#### GIVEN PROBLEM:
Copy every row below word for word, leaving out the pictures.
* * * * * * * * *
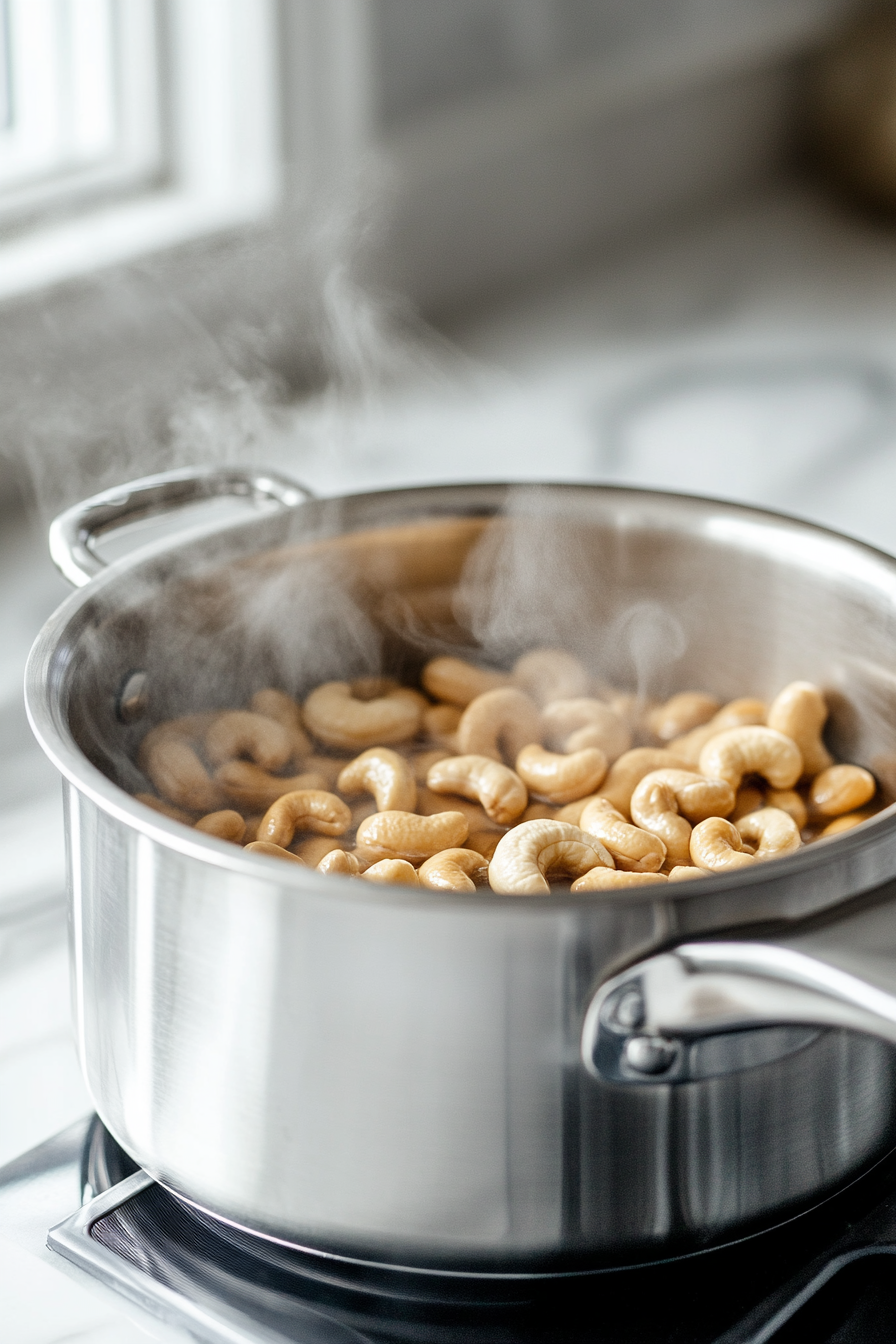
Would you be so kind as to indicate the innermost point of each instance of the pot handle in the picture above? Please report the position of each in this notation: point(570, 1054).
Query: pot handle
point(74, 532)
point(641, 1026)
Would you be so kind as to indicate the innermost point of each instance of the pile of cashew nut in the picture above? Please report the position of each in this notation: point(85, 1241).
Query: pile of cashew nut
point(511, 780)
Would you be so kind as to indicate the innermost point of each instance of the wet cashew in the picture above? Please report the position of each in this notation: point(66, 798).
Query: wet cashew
point(681, 712)
point(525, 855)
point(250, 786)
point(305, 809)
point(405, 835)
point(560, 778)
point(752, 750)
point(499, 723)
point(239, 733)
point(664, 794)
point(551, 675)
point(226, 825)
point(439, 723)
point(339, 719)
point(499, 790)
point(634, 850)
point(789, 801)
point(583, 722)
point(458, 682)
point(273, 851)
point(396, 871)
point(282, 708)
point(454, 870)
point(340, 862)
point(716, 847)
point(840, 789)
point(607, 879)
point(799, 712)
point(383, 773)
point(629, 770)
point(771, 831)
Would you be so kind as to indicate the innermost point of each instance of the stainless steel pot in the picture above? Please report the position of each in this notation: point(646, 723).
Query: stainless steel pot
point(478, 1085)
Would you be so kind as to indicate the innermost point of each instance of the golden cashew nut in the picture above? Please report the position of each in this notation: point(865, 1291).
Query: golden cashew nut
point(551, 675)
point(226, 825)
point(395, 871)
point(629, 770)
point(681, 712)
point(460, 682)
point(339, 719)
point(405, 835)
point(560, 778)
point(273, 851)
point(525, 855)
point(840, 789)
point(251, 788)
point(773, 831)
point(499, 725)
point(799, 712)
point(634, 850)
point(716, 846)
point(282, 708)
point(493, 785)
point(664, 794)
point(383, 773)
point(585, 722)
point(752, 750)
point(305, 809)
point(454, 870)
point(607, 879)
point(239, 733)
point(340, 862)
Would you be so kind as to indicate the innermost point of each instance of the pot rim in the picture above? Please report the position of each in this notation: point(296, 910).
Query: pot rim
point(53, 734)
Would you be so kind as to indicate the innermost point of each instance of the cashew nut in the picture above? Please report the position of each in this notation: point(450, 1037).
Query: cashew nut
point(718, 847)
point(383, 773)
point(239, 733)
point(458, 682)
point(634, 850)
point(250, 786)
point(583, 722)
point(607, 879)
point(499, 725)
point(662, 794)
point(454, 870)
point(226, 825)
point(405, 835)
point(339, 719)
point(771, 831)
point(340, 862)
point(840, 789)
point(282, 708)
point(681, 712)
point(551, 675)
point(396, 871)
point(500, 792)
point(305, 809)
point(525, 855)
point(560, 778)
point(752, 750)
point(273, 851)
point(629, 770)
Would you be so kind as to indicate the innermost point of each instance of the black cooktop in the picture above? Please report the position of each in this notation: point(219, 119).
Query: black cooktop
point(828, 1277)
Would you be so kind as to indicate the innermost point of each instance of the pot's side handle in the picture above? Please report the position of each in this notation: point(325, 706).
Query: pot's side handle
point(74, 532)
point(638, 1026)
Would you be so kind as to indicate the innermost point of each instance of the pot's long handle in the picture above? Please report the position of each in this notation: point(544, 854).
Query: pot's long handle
point(640, 1024)
point(74, 532)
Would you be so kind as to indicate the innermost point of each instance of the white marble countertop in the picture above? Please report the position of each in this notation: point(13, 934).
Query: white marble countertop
point(752, 356)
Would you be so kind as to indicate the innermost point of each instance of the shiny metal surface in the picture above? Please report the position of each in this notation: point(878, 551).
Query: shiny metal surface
point(388, 1077)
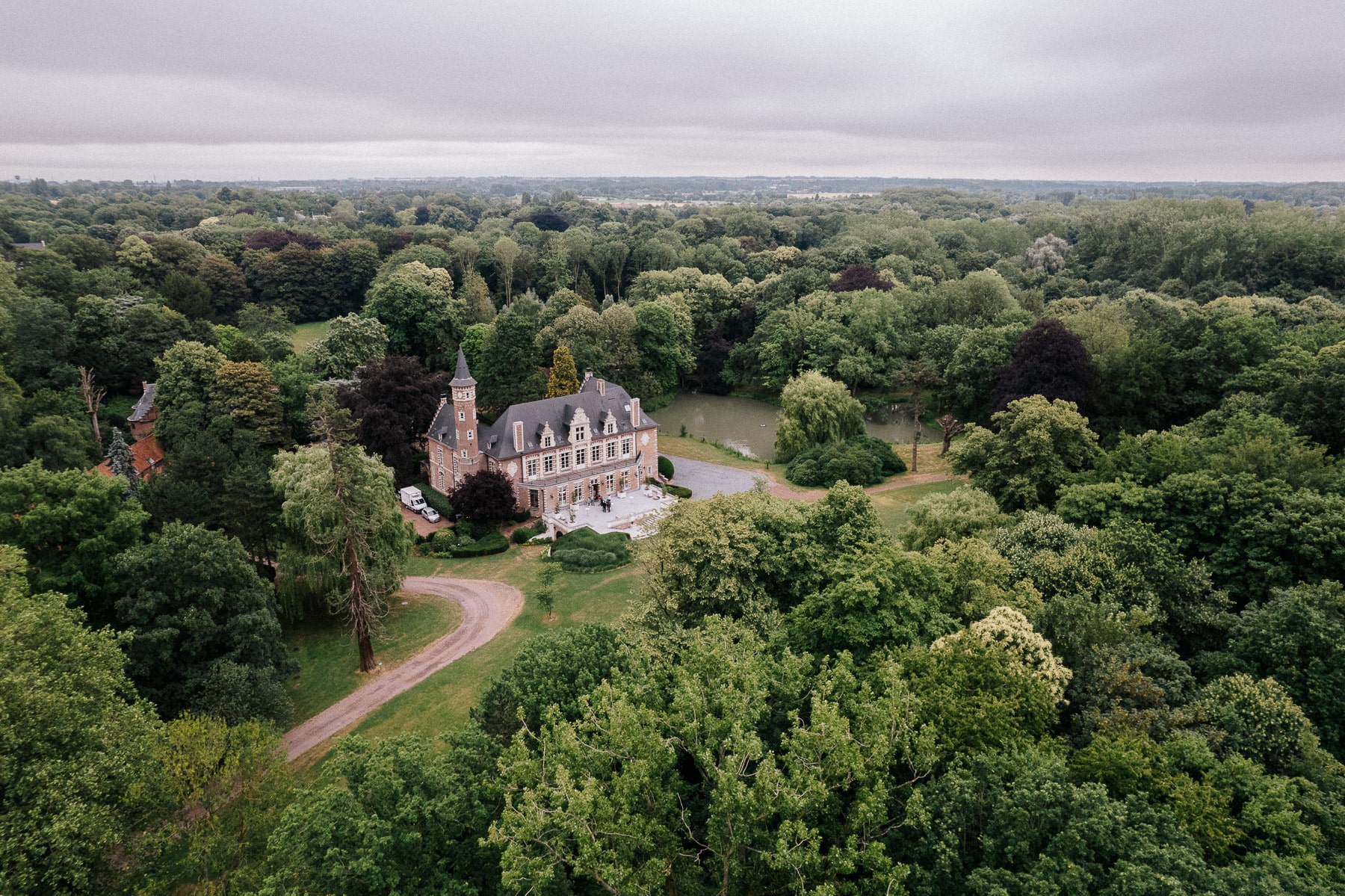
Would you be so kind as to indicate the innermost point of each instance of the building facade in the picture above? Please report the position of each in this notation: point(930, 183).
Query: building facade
point(557, 451)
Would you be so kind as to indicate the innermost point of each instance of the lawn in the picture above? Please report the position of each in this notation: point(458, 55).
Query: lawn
point(330, 661)
point(307, 334)
point(894, 506)
point(442, 702)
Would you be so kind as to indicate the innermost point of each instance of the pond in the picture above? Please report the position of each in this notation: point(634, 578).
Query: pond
point(746, 424)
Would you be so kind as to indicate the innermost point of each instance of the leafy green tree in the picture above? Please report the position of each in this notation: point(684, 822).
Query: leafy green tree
point(206, 637)
point(70, 525)
point(347, 537)
point(1298, 640)
point(877, 599)
point(959, 514)
point(245, 390)
point(815, 410)
point(230, 783)
point(1039, 445)
point(507, 370)
point(80, 746)
point(563, 378)
point(350, 342)
point(186, 383)
point(395, 815)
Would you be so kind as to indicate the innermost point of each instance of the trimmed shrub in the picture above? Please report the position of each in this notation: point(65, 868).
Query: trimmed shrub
point(860, 460)
point(491, 544)
point(585, 551)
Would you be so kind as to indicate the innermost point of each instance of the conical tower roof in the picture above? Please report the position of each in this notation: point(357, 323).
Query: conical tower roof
point(463, 377)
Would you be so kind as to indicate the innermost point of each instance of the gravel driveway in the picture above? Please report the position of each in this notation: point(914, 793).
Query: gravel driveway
point(705, 479)
point(489, 607)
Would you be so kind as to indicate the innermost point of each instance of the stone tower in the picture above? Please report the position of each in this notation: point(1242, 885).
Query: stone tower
point(467, 457)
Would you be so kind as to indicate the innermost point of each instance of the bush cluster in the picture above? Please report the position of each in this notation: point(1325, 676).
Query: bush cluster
point(585, 551)
point(860, 460)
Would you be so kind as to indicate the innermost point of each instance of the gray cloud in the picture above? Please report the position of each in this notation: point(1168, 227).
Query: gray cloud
point(1123, 90)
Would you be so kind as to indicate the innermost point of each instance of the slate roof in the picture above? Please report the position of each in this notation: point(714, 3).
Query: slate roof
* * * * * * * * *
#### FINISHED TASK:
Would you be so kind as to indicate the innermost point of each instance of the pot handle in the picture above? Please report the position of each in this notation: point(570, 1054).
Query: pot handle
point(74, 532)
point(641, 1026)
Would you be so kind as to indicate the innermost point of each instance of the pile of cashew nut in the picture above? Please report the position of each in this notation: point(85, 1241).
Query: pile of cashew nut
point(511, 780)
Would you be so kind as to indicate the innermost point of each instance of the wet cashew in the picture above? Please report the position of each in this notation: point(66, 798).
Query: wet cashew
point(681, 712)
point(525, 855)
point(250, 786)
point(305, 809)
point(405, 835)
point(560, 778)
point(752, 750)
point(499, 723)
point(239, 733)
point(664, 794)
point(551, 675)
point(226, 825)
point(439, 723)
point(339, 719)
point(499, 790)
point(634, 850)
point(789, 801)
point(583, 722)
point(458, 682)
point(273, 851)
point(396, 871)
point(282, 708)
point(454, 870)
point(340, 862)
point(716, 847)
point(840, 789)
point(607, 879)
point(799, 712)
point(383, 773)
point(629, 770)
point(771, 831)
Would you be so kind as to indicate the innermost point of each instance of the stainless steel pot in the picture above? Please report the position of each in this notation: point(646, 723).
Query: stainless steel pot
point(478, 1085)
Would you be so kind as to indicate the innermost point of each instance of the golden cashew nut in the picture above? Please report the position of each in this notation: point(865, 1291).
Query: golden cashew nut
point(551, 675)
point(226, 825)
point(395, 871)
point(629, 770)
point(681, 712)
point(460, 682)
point(339, 719)
point(405, 835)
point(560, 778)
point(273, 851)
point(525, 855)
point(840, 789)
point(251, 788)
point(773, 831)
point(499, 725)
point(799, 712)
point(634, 850)
point(716, 846)
point(282, 708)
point(493, 785)
point(664, 794)
point(383, 773)
point(585, 722)
point(752, 750)
point(305, 809)
point(454, 870)
point(607, 879)
point(239, 733)
point(340, 862)
Would you be so kind as to indicate the innermost point of each instance of the pot rim in the picture above? Please report the position of each in this notation: point(296, 910).
Query: pot rim
point(53, 734)
Would you be so kind as to indicate the innermost point of each instance of the cashew nut in the picture above? Please report the position of each in this notation: point(450, 1037).
Query: cashew nut
point(718, 847)
point(383, 773)
point(239, 733)
point(458, 682)
point(634, 850)
point(250, 786)
point(583, 722)
point(607, 879)
point(499, 725)
point(662, 794)
point(454, 870)
point(226, 825)
point(405, 835)
point(339, 719)
point(771, 831)
point(340, 862)
point(840, 789)
point(282, 708)
point(681, 712)
point(551, 675)
point(396, 871)
point(500, 792)
point(305, 809)
point(525, 855)
point(560, 778)
point(752, 750)
point(273, 851)
point(629, 770)
Would you be so kind as to indicate the innermost point of each instance of the black cooktop in the picture above? Please report the position of each in this notation: point(219, 119).
Query: black cooktop
point(828, 1277)
Would you be so kind as to indicate the innermost point of each instance of the pot's side handle in the picture above? Please report the position of each in this notation: point(325, 706).
Query: pot's side handle
point(74, 532)
point(638, 1026)
Would you be so kind as to indicate the innermost point of each instance of the pot's long handle in the picture above? Please report the position of each in this notation: point(544, 854).
Query: pot's long handle
point(640, 1024)
point(74, 532)
Would you be so kind as to indicate the innermost point of each instance of the white marble countertop in the picture above? Please report the position of each in this notation: point(13, 934).
Query: white marble countertop
point(752, 356)
Would you be so kind as to indicate the innermost point of each instance of the shiny metal surface in the picture above? Please report the position of each in this notation: point(878, 551).
Query: shiny metal surface
point(388, 1077)
Would you be so kind as to indicate the innermost point of each instance of the building facade in the picture above? Please report the position of each in this notation: point(930, 183).
Query: building facade
point(557, 451)
Would you be so kind as to indicate the innermost point of each instance of the lawn in the picture above? Please report the position of each in this notation: point(458, 55).
Query: lawn
point(330, 661)
point(307, 334)
point(894, 506)
point(442, 702)
Would you be so kind as to indicate the innermost point of each instance of the pond in the picture above? Please report the position of each in this notation: point(634, 578).
Query: pond
point(746, 424)
Would you be so kind as to indicate the innermost point of each instance of the leafy green tree in the picture above? Please report the position of each in this notation: point(684, 822).
Query: leafy green tree
point(206, 637)
point(70, 525)
point(347, 537)
point(1298, 640)
point(877, 599)
point(959, 514)
point(245, 390)
point(815, 410)
point(230, 783)
point(1039, 445)
point(507, 370)
point(80, 746)
point(563, 378)
point(350, 342)
point(186, 383)
point(395, 815)
Would you be so kind as to indicate the innermost point of each instance of the trimmed shrub in the picture above? Please report the position of each in this notation: point(65, 868).
Query: trimmed shrub
point(860, 460)
point(491, 544)
point(585, 551)
Would you be so kind as to indicate the innermost point of each instance of the conical tower roof in the picture above? Please report the position of each in this notation: point(357, 323).
Query: conical tower roof
point(463, 377)
Would you be so kind as to indicate the innermost point of each instance of the gravel driveway in the picture above? Please report the position of each in this notation: point(914, 793).
Query: gravel driveway
point(705, 479)
point(489, 607)
Would you be so kind as to indicate the innermost point of each instance of the stone tower in the picture above? Please report the position of each in this notation: point(1242, 885).
Query: stone tower
point(467, 457)
Would you be so kind as to indicate the innermost point of each instance of the bush cluster in the picture above? Please report the position of each in this notation: point(1325, 676).
Query: bush cluster
point(585, 551)
point(860, 460)
Would you be so kind as to indicate the innermost point of each instance of the gray cloud in the picture above? Please report the position of each in this notation: point(1168, 227).
Query: gray cloud
point(1123, 90)
Would you be so kind as to indicate the innermost point of each instance of the slate roof in the picture above? Please report the position of each in this notation: point(714, 3).
Query: slate roof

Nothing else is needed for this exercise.